◆ **DATASET ENTRIES**:
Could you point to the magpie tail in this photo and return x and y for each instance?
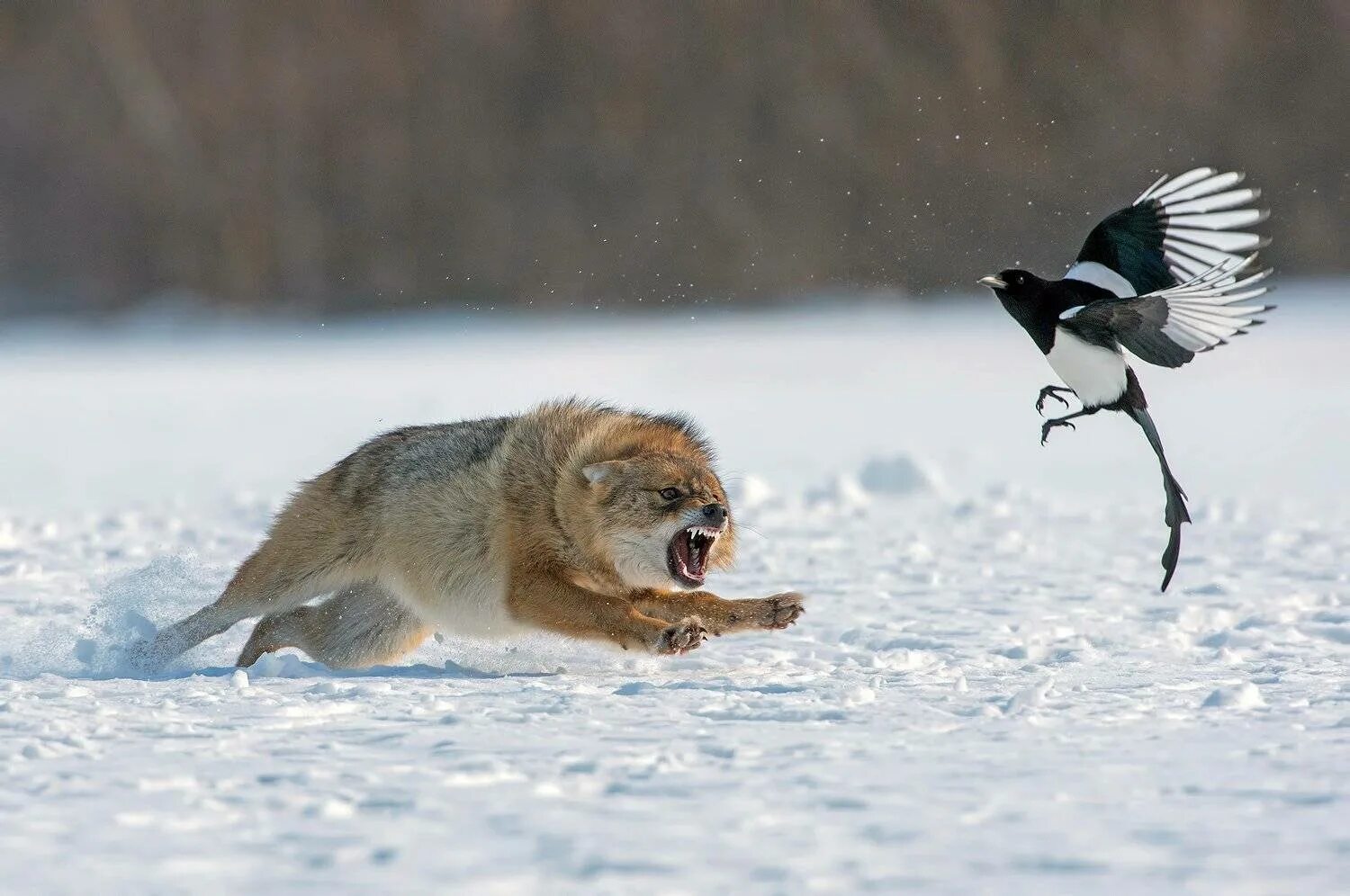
(1176, 510)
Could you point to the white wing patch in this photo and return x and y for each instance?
(1202, 220)
(1101, 275)
(1206, 310)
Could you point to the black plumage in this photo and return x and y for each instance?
(1164, 280)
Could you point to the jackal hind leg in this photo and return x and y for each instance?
(358, 628)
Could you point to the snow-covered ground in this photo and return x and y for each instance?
(986, 695)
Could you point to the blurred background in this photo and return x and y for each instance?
(337, 158)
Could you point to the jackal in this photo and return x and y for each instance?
(575, 518)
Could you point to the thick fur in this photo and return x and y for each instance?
(553, 520)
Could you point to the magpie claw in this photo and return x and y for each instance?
(1050, 424)
(1049, 391)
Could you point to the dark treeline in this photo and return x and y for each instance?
(370, 156)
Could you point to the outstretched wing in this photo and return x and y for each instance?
(1177, 229)
(1172, 326)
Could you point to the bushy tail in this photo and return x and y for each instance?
(1176, 510)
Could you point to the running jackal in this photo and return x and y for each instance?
(574, 518)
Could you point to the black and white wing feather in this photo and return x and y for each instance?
(1177, 229)
(1169, 327)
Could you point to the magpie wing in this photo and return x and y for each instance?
(1176, 231)
(1169, 327)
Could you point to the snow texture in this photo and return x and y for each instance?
(987, 693)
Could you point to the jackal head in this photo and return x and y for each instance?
(659, 520)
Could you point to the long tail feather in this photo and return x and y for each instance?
(1176, 512)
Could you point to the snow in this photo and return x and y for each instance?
(986, 694)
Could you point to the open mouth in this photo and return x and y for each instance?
(688, 553)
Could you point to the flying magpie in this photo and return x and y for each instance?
(1164, 278)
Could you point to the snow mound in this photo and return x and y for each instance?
(896, 475)
(1242, 696)
(748, 493)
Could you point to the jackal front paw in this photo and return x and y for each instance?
(682, 637)
(777, 612)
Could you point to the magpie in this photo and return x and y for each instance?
(1164, 278)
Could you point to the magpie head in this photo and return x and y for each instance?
(1014, 286)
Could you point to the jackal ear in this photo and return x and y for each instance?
(602, 471)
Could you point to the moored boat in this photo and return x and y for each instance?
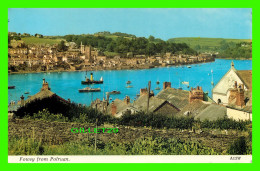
(11, 87)
(115, 92)
(129, 86)
(92, 81)
(88, 89)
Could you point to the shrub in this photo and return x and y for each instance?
(239, 146)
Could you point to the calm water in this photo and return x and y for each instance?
(66, 84)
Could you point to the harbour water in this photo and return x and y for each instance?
(67, 84)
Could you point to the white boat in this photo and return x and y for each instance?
(185, 82)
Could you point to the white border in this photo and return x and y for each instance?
(133, 159)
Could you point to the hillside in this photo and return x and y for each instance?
(208, 44)
(40, 41)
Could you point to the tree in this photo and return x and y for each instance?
(61, 46)
(151, 38)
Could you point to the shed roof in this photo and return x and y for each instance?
(178, 98)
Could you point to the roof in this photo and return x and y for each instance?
(40, 95)
(246, 77)
(194, 108)
(212, 112)
(178, 98)
(226, 83)
(154, 103)
(120, 106)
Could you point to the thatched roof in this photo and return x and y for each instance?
(246, 77)
(40, 95)
(178, 98)
(212, 112)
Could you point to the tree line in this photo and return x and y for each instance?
(136, 45)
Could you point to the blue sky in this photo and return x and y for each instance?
(162, 23)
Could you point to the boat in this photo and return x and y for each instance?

◆ **DIRECTIONS FOR THIS TASK**: Could the listing above be printed again in full, with every picture omitted?

◆ **SOLUTION**:
Could you point to the magpie tail in this photo and return x and y for each instance?
(1176, 510)
Could you point to the white wing patch in this photo and return x and y for each instance?
(1202, 220)
(1101, 275)
(1206, 310)
Could you point to the black plumage in this photo and return x and y for each instance?
(1164, 280)
Could you point to the jackal hind leg in this photo and return x and y for each instance?
(358, 628)
Could you point to the snow-covered ground in this photo and return x and y for each instance?
(986, 695)
Could you point to the blurred background in this photo and return x and y for each instance?
(337, 158)
Could you point to the jackal in this photo and return x and y for each instance?
(575, 518)
Could you point to the thick fur in this photo and return x and y for each instance?
(553, 520)
Could you point to the magpie claw in this photo and return x and y for each instance?
(1050, 424)
(1049, 391)
Could you point to the dark treeline in this photo and return x and y for each instance?
(370, 156)
Could you point to the outstretched wing in this photo and return x and y for each instance?
(1177, 229)
(1172, 326)
Could you point to the bushy tail in this photo and return x and y for each instance?
(1176, 510)
Could you point to the running jackal in this photo and return x and y for each instance?
(574, 518)
Could you point to the black and white wing feather in this photo and return x and y for each instance?
(1177, 229)
(1169, 327)
Could you point to the magpie wing in this photo and return x and y for each instance?
(1176, 231)
(1169, 327)
Could you point to the snow texture in this photo and return x and y for each instance?
(987, 693)
Could you point to the jackal head in this photo and return x and y for each instance?
(659, 520)
Could you point to the long tail feather in this photo and return x and y for each instance?
(1176, 512)
Could you point to the snow in this photo and return x and y for each instance?
(986, 694)
Could you point to the open mouth in this photo and return x and y for each instance?
(688, 553)
Could you point to the flying magpie in this photo and return x and y for each instance?
(1164, 278)
Could you point to the snow mound in this photo and return x and y for each instance?
(896, 475)
(1242, 696)
(748, 493)
Could you point to the jackal front paw in this photo and return x and y for each instance?
(682, 637)
(777, 612)
Could you point to the magpie in this photo and return x and y for each instance?
(1164, 278)
Could you point to the magpie head in this photo and return x and y for each instance?
(1014, 286)
Could you point to the jackal ear in this photo and return x and y for each instance?
(602, 471)
Could you point to the moored boat in this photo and return x and y for each instance?
(11, 87)
(115, 92)
(129, 86)
(92, 81)
(88, 89)
Could you point to the shrub in this photo and return x and y for each instance?
(239, 146)
Could you point to the calm water in this photo and return x and y for each instance?
(66, 84)
Could you point to the harbour water in this photo and return x and y for each instance?
(67, 84)
Could you point to the white boat in this photo and return x and y for each instance?
(185, 82)
Could you point to the white border in this photo and return x and y for each instance?
(133, 159)
Could you point to the hillside in this photo and return x and y for each instance?
(208, 44)
(40, 41)
Could you point to the tree in this photo and return x and y for each instance?
(61, 46)
(151, 38)
Could you point to the shed roof in this photo and return x and y for each instance?
(178, 98)
Could you point to the roof in this photo and return x and y for each instance?
(40, 95)
(246, 77)
(194, 108)
(212, 112)
(178, 98)
(226, 83)
(154, 103)
(120, 106)
Could you point to the thatched roof in this photo and return x and y for each instance?
(246, 77)
(40, 95)
(178, 98)
(212, 112)
Could you point to the tree line in this photo and return x and y for each instance?
(136, 45)
Could you point to the blue sky in this photo and return x and y for each instance?
(162, 23)
Could you point to the boat in this photo and return x and y for each instance?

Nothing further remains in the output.